Please copy every record exactly as it is written.
-- Source data follows --
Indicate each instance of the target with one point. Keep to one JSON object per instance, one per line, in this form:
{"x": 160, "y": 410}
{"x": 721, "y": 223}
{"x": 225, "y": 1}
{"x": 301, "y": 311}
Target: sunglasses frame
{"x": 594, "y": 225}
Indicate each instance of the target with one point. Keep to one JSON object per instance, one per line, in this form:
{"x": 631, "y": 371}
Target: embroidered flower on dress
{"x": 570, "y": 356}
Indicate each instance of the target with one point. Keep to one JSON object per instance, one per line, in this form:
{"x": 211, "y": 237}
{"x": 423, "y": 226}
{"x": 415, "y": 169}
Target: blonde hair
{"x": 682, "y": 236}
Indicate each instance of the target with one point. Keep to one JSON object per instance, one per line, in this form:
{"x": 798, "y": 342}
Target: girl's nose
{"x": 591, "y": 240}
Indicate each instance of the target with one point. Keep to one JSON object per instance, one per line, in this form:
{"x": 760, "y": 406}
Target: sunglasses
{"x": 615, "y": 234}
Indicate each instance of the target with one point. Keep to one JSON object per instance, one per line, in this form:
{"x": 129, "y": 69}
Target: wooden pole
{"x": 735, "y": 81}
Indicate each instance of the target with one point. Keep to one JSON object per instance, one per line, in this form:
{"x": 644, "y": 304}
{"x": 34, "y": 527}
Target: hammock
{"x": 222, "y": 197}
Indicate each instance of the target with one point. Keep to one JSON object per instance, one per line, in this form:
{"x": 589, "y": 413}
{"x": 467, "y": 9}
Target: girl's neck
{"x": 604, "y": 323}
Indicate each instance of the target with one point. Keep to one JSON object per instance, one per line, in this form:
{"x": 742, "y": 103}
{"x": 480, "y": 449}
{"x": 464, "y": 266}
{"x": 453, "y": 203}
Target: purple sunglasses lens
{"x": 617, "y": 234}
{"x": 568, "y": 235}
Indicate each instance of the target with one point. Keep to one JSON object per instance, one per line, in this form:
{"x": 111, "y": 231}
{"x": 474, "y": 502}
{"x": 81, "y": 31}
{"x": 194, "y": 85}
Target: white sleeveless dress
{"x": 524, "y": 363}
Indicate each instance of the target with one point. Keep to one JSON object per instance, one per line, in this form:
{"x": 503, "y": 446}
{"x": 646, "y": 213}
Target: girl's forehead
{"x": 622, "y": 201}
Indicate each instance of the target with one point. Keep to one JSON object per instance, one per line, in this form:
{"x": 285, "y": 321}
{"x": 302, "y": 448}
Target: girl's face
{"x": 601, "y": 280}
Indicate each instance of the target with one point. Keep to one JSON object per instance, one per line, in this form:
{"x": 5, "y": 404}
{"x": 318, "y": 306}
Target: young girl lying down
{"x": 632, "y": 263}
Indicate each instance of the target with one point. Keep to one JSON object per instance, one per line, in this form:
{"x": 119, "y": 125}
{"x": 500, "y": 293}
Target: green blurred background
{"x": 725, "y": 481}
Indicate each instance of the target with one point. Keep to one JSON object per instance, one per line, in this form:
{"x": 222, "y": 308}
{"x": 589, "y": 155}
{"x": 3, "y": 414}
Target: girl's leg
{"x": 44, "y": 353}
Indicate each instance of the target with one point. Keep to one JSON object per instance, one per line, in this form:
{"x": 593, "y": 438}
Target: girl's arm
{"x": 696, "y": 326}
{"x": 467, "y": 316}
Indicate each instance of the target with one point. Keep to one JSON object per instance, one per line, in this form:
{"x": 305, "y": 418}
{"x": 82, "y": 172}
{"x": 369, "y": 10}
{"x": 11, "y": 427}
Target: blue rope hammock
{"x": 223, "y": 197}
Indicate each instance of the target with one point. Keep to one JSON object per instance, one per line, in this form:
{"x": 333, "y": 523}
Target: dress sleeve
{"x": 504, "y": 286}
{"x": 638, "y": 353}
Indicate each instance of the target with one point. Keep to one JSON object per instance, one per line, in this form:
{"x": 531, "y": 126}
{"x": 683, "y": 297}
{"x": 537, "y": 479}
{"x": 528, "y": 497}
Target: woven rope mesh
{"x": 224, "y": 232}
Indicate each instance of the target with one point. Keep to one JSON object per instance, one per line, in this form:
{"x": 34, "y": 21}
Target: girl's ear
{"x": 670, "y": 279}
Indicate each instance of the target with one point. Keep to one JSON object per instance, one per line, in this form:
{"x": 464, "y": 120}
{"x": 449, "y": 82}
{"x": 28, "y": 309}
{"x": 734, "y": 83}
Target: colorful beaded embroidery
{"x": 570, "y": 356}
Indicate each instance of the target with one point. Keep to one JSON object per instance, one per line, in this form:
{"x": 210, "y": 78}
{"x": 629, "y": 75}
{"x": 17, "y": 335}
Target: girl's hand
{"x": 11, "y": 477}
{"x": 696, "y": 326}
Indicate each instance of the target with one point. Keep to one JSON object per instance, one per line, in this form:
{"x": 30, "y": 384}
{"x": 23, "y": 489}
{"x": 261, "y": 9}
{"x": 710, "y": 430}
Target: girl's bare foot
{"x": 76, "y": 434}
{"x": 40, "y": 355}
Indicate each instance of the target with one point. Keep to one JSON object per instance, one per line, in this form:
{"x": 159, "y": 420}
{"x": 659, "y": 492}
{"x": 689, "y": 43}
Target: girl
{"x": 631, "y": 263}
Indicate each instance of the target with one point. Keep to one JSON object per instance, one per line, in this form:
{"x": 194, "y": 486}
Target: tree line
-- Source data concluded --
Result of the exercise |
Indicate each instance of the target with one point. Keep to one JSON object per instance, one per line, in this form:
{"x": 160, "y": 410}
{"x": 721, "y": 223}
{"x": 225, "y": 1}
{"x": 301, "y": 311}
Target: sunglasses frame
{"x": 594, "y": 225}
Indicate each instance of the target with one point. Keep to one JSON object per instance, one per line, in this form:
{"x": 631, "y": 371}
Target: embroidered flower on dress
{"x": 570, "y": 356}
Indicate each instance of the target with one point. Keep to one JSON object per instance, one per line, in this form:
{"x": 211, "y": 237}
{"x": 423, "y": 226}
{"x": 415, "y": 169}
Target: blonde hair
{"x": 682, "y": 236}
Indicate each instance of the target with one point. Keep to one JSON object per instance, one per line, in this form:
{"x": 798, "y": 342}
Target: girl's nose
{"x": 591, "y": 240}
Indicate each instance of the target with one point. Keep to one JSON object per instance, one per line, in this form:
{"x": 760, "y": 406}
Target: sunglasses
{"x": 615, "y": 234}
Indicate each instance of the target with one point. Keep to one JSON object per instance, one per line, in this form:
{"x": 129, "y": 69}
Target: wooden pole
{"x": 735, "y": 81}
Indicate each instance of the target with one point. Keep to one JSON object per instance, one per line, in this form:
{"x": 644, "y": 304}
{"x": 34, "y": 527}
Target: hammock
{"x": 222, "y": 197}
Indicate each instance of the target with one point. Keep to one JSON object per instance, one per line, in this form:
{"x": 589, "y": 413}
{"x": 467, "y": 9}
Target: girl's neck
{"x": 604, "y": 323}
Indicate each instance of the target with one point. Keep to one JSON object per instance, one per line, in this form:
{"x": 742, "y": 103}
{"x": 480, "y": 449}
{"x": 464, "y": 266}
{"x": 453, "y": 203}
Target: purple sunglasses lens
{"x": 617, "y": 234}
{"x": 568, "y": 235}
Indicate each instance of the target with one point. Keep to one JSON object per instance, one per line, in this form:
{"x": 111, "y": 231}
{"x": 474, "y": 502}
{"x": 81, "y": 31}
{"x": 194, "y": 85}
Target: white sleeveless dress
{"x": 524, "y": 363}
Indicate each instance of the target with one point. Keep to one JSON object per instance, one per line, in this form:
{"x": 503, "y": 446}
{"x": 646, "y": 213}
Target: girl's forehead
{"x": 622, "y": 201}
Indicate each instance of the target with one point. Keep to one JSON object per instance, one per line, in this form:
{"x": 285, "y": 321}
{"x": 302, "y": 448}
Target: girl's face
{"x": 601, "y": 280}
Indicate each instance of the target with one point. Keep to one JSON object per instance, one per line, in this form:
{"x": 5, "y": 404}
{"x": 318, "y": 306}
Target: young girl lying down
{"x": 632, "y": 263}
Indicate each instance of the target with one point. Keep to one JSON object per instance, one per line, in this form:
{"x": 119, "y": 125}
{"x": 500, "y": 293}
Target: green blurred background
{"x": 725, "y": 481}
Indicate each instance of the target with one point. Keep to one JSON object per instance, one per line, in this form:
{"x": 222, "y": 308}
{"x": 589, "y": 155}
{"x": 3, "y": 414}
Target: girl's leg
{"x": 44, "y": 353}
Indicate each instance of the target with one point. Keep to one JSON object per instance, one per line, in this form:
{"x": 593, "y": 438}
Target: girl's arm
{"x": 696, "y": 326}
{"x": 467, "y": 316}
Indicate each instance of the target with one point. Keep to one JSON object per instance, one per line, in this form:
{"x": 305, "y": 418}
{"x": 82, "y": 172}
{"x": 369, "y": 10}
{"x": 11, "y": 427}
Target: blue rope hammock
{"x": 223, "y": 197}
Indicate each instance of the target with one point. Keep to one JSON object per instance, one per line, in this form:
{"x": 333, "y": 523}
Target: dress sleeve
{"x": 504, "y": 286}
{"x": 638, "y": 353}
Indicate each instance of the target with one point. Keep to one JSON object per instance, one per line, in this form:
{"x": 531, "y": 126}
{"x": 683, "y": 297}
{"x": 537, "y": 479}
{"x": 528, "y": 497}
Target: woven rope mesh
{"x": 224, "y": 232}
Indicate each instance of the target with one point. Keep to one JSON object per instance, one per line, in this form:
{"x": 34, "y": 21}
Target: girl's ear
{"x": 670, "y": 279}
Indicate each instance of the target with one point. Keep to one JSON object per instance, one per line, in this form:
{"x": 464, "y": 120}
{"x": 449, "y": 82}
{"x": 28, "y": 309}
{"x": 734, "y": 83}
Target: colorful beaded embroidery
{"x": 570, "y": 356}
Indicate each instance of the target with one point. Keep to one JSON object per instance, one per line, in this form:
{"x": 210, "y": 78}
{"x": 629, "y": 75}
{"x": 17, "y": 335}
Target: girl's hand
{"x": 11, "y": 477}
{"x": 696, "y": 326}
Indicate each instance of the target with one point. Keep to one JSON object per instance, one per line, in this form:
{"x": 30, "y": 384}
{"x": 23, "y": 489}
{"x": 261, "y": 9}
{"x": 710, "y": 430}
Target: girl's bare foot
{"x": 76, "y": 434}
{"x": 40, "y": 355}
Indicate each instance of the target with one point. Keep to one JSON object per instance, one per line, in this form:
{"x": 159, "y": 420}
{"x": 659, "y": 492}
{"x": 689, "y": 43}
Target: girl
{"x": 631, "y": 263}
Indicate each instance of the target with one point. Keep to one JSON object per instance, one per line, in this form:
{"x": 194, "y": 486}
Target: tree line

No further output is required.